Brano fornito:
►

Pino Aprile, Panorama 11/10/2012, 11 ottobre 2012
IL DILEMMA DELLA SETTIMANA
Il rapporto Svimez dice 400 anni, ma se si continua con le politiche che hanno creato e mantenuto la questione meridionale. Il rapporto va letto all’incontrario: il divario Nord-Sud sfiderà i secoli, se non si cambia registro. E qual è il registro? Per capire le cose, si deve partire dalla loro origine. Il ritardo economico (e non solo) del Sud nasce con l’unità d’Italia, il saccheggio del Sud; la distruzione della sua economia; le commesse pubbliche solo al Nord, tranne eccezioni; la costruzione di infrastrutture quasi soltanto nel Centro-Nord, ma a spese di tutti.

◄

Blocco dati:
►

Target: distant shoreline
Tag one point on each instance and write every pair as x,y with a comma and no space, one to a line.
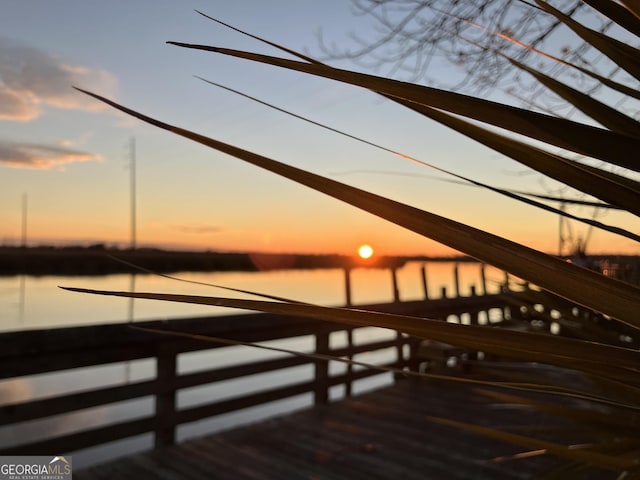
101,260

◄

Istruzioni da seguire:
Per favore, indica se ciascuna affermazione concorda con il brano sul divario Nord-Sud, rispondendo sì o no e citando alla lettera le parole del brano che lo decidono.
(a) Il rapporto Svimez va letto all'incontrario.
(b) Il ritardo economico del Sud è cominciato prima dell'unità d'Italia.
(c) Le infrastrutture costruite quasi soltanto nel Centro-Nord sono state pagate dal solo Nord.

Soluzione dell'esercizio:
(a) Sì: "Il rapporto va letto all’incontrario"
(b) No: "Il ritardo economico (e non solo) del Sud nasce con l’unità d’Italia"
(c) No: "la costruzione di infrastrutture quasi soltanto nel Centro-Nord, ma a spese di tutti"